Short task |
Reproduce every one of the lines below verbatim, with no changes.

Records from a pointing dataset
»»

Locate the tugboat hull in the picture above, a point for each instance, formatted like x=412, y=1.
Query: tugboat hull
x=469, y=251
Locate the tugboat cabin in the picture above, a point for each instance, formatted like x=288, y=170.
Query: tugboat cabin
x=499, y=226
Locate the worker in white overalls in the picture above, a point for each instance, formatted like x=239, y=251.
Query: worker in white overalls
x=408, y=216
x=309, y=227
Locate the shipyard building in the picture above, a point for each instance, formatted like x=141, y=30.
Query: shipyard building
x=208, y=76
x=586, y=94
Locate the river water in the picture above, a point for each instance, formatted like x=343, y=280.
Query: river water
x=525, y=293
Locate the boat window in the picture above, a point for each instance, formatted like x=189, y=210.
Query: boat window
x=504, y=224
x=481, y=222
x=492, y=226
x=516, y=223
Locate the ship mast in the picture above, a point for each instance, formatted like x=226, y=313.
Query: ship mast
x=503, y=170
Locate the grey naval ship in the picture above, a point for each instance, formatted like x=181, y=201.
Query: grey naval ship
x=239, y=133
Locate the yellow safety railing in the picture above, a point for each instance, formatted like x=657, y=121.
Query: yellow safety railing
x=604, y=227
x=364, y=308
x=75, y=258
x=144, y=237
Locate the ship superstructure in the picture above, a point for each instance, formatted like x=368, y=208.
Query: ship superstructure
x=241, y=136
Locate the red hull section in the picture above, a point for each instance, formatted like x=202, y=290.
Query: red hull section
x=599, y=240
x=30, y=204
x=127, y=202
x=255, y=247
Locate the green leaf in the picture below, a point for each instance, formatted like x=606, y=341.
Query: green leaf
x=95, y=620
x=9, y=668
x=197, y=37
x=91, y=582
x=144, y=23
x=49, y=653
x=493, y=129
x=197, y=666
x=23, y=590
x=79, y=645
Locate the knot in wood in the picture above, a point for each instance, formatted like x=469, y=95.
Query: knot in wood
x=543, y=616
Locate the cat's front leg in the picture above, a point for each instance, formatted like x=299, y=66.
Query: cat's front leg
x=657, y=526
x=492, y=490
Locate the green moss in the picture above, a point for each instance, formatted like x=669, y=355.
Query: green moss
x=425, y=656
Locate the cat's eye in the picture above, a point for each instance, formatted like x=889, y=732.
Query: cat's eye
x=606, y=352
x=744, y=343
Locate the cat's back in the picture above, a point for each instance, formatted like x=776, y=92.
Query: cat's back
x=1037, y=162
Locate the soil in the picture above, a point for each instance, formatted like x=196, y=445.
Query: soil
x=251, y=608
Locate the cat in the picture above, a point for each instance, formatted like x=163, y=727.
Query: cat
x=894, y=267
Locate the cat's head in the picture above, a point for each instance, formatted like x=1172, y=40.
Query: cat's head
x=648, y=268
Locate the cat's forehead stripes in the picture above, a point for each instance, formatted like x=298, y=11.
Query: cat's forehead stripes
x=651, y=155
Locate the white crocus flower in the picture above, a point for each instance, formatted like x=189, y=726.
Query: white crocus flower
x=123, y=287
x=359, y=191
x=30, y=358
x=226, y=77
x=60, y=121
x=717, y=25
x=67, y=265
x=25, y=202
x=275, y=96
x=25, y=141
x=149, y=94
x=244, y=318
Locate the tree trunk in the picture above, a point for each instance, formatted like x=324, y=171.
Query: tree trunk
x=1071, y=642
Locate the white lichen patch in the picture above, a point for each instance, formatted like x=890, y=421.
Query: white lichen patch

««

Solution to this exercise |
Locate the tugboat hull in the picture above, a point for each instance, formatted like x=412, y=1.
Query: tugboat hull
x=469, y=251
Locate the tugboat cabin in the picture above, a point for each instance, formatted like x=288, y=170.
Query: tugboat cabin
x=499, y=226
Locate the worker in white overalls in the picture above, a point for each instance, formatted like x=239, y=251.
Query: worker in white overalls
x=408, y=216
x=309, y=227
Locate the shipyard building in the picture above, a point for each instance, formatted like x=141, y=30.
Query: shipyard building
x=208, y=76
x=586, y=94
Locate the river water in the picture above, a point for each instance, formatted like x=343, y=280.
Query: river water
x=525, y=293
Locate the boat window in the picture above, a point for each instance, formatted like x=189, y=210.
Query: boat window
x=504, y=224
x=481, y=222
x=492, y=226
x=516, y=223
Locate the ship mast in the picture above, a point for each instance, formatted like x=226, y=313.
Query: ship mast
x=503, y=170
Locate the grey naval ship in the picture above, a point for each instance, formatted like x=181, y=201.
Query: grey naval ship
x=239, y=133
Locate the yellow safety railing in the picture above, a point for each instance, formatted like x=657, y=121.
Query: yellow safety railing
x=604, y=227
x=364, y=308
x=75, y=258
x=144, y=237
Locate the ship superstructure in the picture above, a point for each instance, formatted like x=368, y=208.
Query: ship superstructure
x=241, y=136
Locate the red hull section in the picture above, a point for each instance, formatted like x=202, y=290.
Query: red hull section
x=599, y=240
x=30, y=204
x=127, y=202
x=255, y=247
Locate the green leaf in the picture below, a point for each instance, formatted like x=606, y=341.
Query: green leaf
x=95, y=620
x=9, y=668
x=197, y=37
x=91, y=582
x=144, y=23
x=49, y=653
x=493, y=129
x=197, y=666
x=23, y=590
x=79, y=645
Locate the knot in wood in the picture above, a point for each instance, formatted like x=469, y=95.
Query: knot in wood
x=543, y=616
Locate the cat's front leg in the picture above, a point for each instance, formatted like x=299, y=66.
Query: cat's front leg
x=657, y=526
x=492, y=490
Locate the green moss in the picture above, a point for each instance, formatted like x=669, y=355.
Query: green moss
x=425, y=656
Locate the cat's eye in the picture above, a point for each instance, formatted like x=889, y=732.
Query: cat's eye
x=606, y=352
x=744, y=343
Locate the cat's back in the picture above, a point for each instance, formatted like x=776, y=92.
Query: cat's back
x=1037, y=162
Locate the soil in the picture above, a point for each instance, formatted like x=196, y=445.
Query: soil
x=251, y=608
Locate the cat in the picture above, a point for each instance, formatted like x=163, y=727.
Query: cat
x=894, y=267
Locate the cat's head in the picture above, a point for each instance, formatted like x=1172, y=40.
Query: cat's head
x=648, y=268
Locate the cat's forehead stripes in the picture above, a point for each instance, formatted like x=298, y=11.
Query: cat's forehead stripes
x=651, y=155
Locate the white crocus flower in the picture above, a point for each instance, formatted like x=189, y=726.
Query: white crocus flower
x=123, y=287
x=359, y=191
x=30, y=358
x=226, y=77
x=60, y=121
x=717, y=25
x=67, y=265
x=25, y=202
x=275, y=96
x=25, y=141
x=149, y=94
x=244, y=318
Locate the tree trunk in the picture above, a point for each instance, formatted like x=324, y=171.
Query: tree trunk
x=1071, y=642
Locate the white lichen patch in the picture above, a point for each instance, formatted like x=890, y=421.
Query: white lichen patch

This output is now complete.